- _Exercise goal_: Repeat every one of the following items word for word, in the same order.

### Supplied records ###

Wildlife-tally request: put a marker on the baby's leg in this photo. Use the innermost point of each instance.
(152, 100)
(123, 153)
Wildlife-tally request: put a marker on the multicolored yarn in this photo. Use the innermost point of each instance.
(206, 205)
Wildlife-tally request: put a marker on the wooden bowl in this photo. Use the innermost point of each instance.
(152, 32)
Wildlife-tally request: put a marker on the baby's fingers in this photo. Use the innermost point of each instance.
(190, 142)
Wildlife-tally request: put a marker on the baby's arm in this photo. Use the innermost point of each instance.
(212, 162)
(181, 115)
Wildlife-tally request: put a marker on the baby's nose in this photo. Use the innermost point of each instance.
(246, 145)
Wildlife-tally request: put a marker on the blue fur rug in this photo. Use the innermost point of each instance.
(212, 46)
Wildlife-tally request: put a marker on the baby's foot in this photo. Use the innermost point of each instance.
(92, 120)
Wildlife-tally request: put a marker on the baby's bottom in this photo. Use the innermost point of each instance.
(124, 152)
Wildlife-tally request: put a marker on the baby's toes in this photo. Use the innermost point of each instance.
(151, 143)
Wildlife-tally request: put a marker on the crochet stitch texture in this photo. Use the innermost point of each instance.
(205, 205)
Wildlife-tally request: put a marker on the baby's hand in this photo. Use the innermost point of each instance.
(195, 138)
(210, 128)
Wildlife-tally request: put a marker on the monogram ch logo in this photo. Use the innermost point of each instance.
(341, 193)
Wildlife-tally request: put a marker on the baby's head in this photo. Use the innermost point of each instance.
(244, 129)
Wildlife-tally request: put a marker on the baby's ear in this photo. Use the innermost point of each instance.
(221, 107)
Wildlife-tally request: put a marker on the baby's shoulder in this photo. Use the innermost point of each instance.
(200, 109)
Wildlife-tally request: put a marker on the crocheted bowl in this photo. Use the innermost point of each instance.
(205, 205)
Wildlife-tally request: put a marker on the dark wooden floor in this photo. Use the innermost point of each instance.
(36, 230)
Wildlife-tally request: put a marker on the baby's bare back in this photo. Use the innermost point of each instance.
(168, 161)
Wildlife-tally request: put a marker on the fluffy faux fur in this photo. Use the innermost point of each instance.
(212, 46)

###

- _Exercise answer_:
Wildlife-tally request: put a marker on the baby's leg in this photo. Use the innermost point of each instance.
(152, 100)
(123, 153)
Wildlife-tally request: put a marker on the multicolored yarn in this photo. Use the innermost point of each instance.
(206, 205)
Wildlife-tally request: put a marker on the wooden bowl in this photo. Use the innermost point of each instance.
(152, 32)
Wildlife-tally request: put a marker on the baby's fingers in this photo. Use the innermost point of each instance.
(190, 142)
Wildlife-tally request: put a marker on the baby's arm in this photo. Use the innermost point of each instance.
(212, 162)
(181, 115)
Wildlife-tally request: put a marker on the baby's nose in this photo. Use the innermost point of each instance.
(246, 145)
Wildlife-tally request: put a marker on the blue fur rug in this photo. Use the innermost point of each instance.
(212, 46)
Wildlife-tally request: put a marker on the baby's foot in this photo. Use the innermost point of each instance.
(92, 120)
Wildlife-tally request: put a marker on the baby's bottom in this photo. Use the innermost point of each instance.
(124, 152)
Wildlife-tally request: put a marker on the baby's toes in this photo. Use the innermost point of each instance.
(151, 143)
Wildlife-tally request: put a marker on the crochet stitch texture in this photo. Use the innermost point of each instance.
(205, 205)
Wildlife-tally request: put a marker on the baby's hand in this photo. Use the innermost point of each instance.
(195, 138)
(210, 128)
Wildlife-tally request: put a marker on the monogram ch logo in this photo. Use the innermost point of each instance.
(341, 193)
Wildlife-tally request: put a marker on the baby's head in this photo. Use the innermost point of each instance.
(244, 129)
Wildlife-tally request: put a marker on the baby's ear in this photo. Use the innermost point of each instance.
(221, 107)
Wildlife-tally request: put a marker on the baby's shoulder in this photo. Use the innermost point of each instance.
(200, 109)
Wildlife-tally request: put a marker on the crocheted bowl in this photo. Use the innermost point of each instance.
(205, 205)
Wildlife-tally request: put a marker on the dark wooden floor in this photo. Use the innermost point of each instance.
(36, 230)
Wildlife-tally request: put a marker on the baby's bare back in this photo. Use the innermost point of each instance.
(168, 161)
Wildlife-tally request: put a marker on the fluffy faux fur in this photo. Use the innermost point of each instance.
(212, 46)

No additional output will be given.